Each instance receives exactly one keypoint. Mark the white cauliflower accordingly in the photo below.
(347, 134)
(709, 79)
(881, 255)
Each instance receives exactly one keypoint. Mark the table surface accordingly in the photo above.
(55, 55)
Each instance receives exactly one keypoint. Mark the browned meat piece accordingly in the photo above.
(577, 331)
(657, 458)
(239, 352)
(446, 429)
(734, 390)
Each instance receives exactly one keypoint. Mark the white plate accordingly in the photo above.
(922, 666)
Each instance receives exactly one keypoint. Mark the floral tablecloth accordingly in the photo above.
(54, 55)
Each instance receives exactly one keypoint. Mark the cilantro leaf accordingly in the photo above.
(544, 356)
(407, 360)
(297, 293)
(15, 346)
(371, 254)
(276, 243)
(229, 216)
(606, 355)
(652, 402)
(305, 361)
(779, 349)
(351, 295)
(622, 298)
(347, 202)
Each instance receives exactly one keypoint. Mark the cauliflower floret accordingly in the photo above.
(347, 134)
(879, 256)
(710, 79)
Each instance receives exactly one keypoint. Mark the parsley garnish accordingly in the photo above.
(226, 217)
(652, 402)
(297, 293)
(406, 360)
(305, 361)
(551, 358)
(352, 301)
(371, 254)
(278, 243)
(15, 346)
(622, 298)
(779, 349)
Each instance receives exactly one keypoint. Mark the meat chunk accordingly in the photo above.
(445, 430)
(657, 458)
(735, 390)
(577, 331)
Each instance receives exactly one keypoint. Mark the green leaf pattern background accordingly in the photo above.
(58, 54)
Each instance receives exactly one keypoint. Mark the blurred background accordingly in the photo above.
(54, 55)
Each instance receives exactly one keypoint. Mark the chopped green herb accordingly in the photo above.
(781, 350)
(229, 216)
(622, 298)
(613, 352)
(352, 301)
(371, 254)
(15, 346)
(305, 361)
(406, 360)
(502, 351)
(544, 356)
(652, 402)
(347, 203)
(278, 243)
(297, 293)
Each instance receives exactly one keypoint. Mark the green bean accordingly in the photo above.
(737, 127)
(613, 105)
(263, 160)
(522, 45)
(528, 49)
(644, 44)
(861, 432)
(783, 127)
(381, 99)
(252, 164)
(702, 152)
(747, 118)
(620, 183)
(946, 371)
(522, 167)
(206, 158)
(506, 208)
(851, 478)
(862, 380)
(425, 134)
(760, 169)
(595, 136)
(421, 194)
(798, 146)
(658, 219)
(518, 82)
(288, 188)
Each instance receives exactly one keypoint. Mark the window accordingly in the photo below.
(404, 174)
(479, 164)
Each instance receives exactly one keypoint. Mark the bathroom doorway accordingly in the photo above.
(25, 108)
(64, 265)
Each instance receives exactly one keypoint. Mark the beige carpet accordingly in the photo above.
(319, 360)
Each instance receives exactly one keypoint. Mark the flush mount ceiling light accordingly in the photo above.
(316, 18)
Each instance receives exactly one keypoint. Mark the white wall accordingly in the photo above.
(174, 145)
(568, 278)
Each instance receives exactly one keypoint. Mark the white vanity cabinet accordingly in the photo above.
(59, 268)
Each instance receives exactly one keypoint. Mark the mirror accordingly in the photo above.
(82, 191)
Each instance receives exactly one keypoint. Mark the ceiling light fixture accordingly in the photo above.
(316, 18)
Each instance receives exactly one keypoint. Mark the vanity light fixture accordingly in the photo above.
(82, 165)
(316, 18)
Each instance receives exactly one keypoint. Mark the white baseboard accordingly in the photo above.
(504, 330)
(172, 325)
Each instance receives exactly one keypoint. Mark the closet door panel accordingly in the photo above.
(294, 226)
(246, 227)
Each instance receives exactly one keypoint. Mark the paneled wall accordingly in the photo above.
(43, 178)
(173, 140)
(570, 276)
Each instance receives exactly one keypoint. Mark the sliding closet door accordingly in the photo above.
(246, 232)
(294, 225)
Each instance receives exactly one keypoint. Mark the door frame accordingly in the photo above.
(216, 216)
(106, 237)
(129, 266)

- Exercise: In the listing above, find the line containing "Each instance receives exactly one keypoint. Mark the window", then reproduce it and each line after it through the end, exactly and with nothing added.

- Task answer:
Each instance receives exactly one keypoint. Mark the window accordingly in the photo below.
(404, 174)
(479, 164)
Each instance receives exactly one keypoint. Mark the bathroom doorway accordingly in the photo above.
(25, 108)
(64, 265)
Each instance receives exactly one keypoint. Mark the beige carpet accordingly in the photo above.
(319, 360)
Each instance receives exactly one keypoint. Mark the flush mount ceiling light accordingly in the photo above.
(316, 18)
Each instance receives exactly one keypoint. Mark the white wall accordingly in the photo above.
(174, 145)
(568, 278)
Each instance receives exactly one keypoint. Mark the white vanity cabinet accordingly in the photo above.
(59, 268)
Each instance receives exactly one keypoint. Mark the mirror accordingly in the photo above.
(82, 191)
Each instance receives exactly one keypoint. Mark the ceiling light fixture accordingly in the photo above.
(316, 18)
Each instance receives exactly one keypoint. Mark the vanity light fixture accordingly in the photo above.
(82, 165)
(316, 18)
Each instance receives exactly one keypoint. Mark the white baseboard accordingly in the photo above.
(504, 330)
(172, 325)
Each instance receives exactly one keypoint. Mark the closet door panel accordingly in the photo above.
(294, 226)
(246, 227)
Each instance receives exactly one keypoint. Mark the paneled wall accordingly in the photo above.
(43, 178)
(173, 140)
(570, 276)
Each instance receives exactly one keypoint. Mark the sliding closet door accordingly in the photo above.
(246, 232)
(294, 225)
Each instance receives exactly one keypoint. Mark the door frame accordingly in the photo above.
(216, 216)
(106, 237)
(129, 266)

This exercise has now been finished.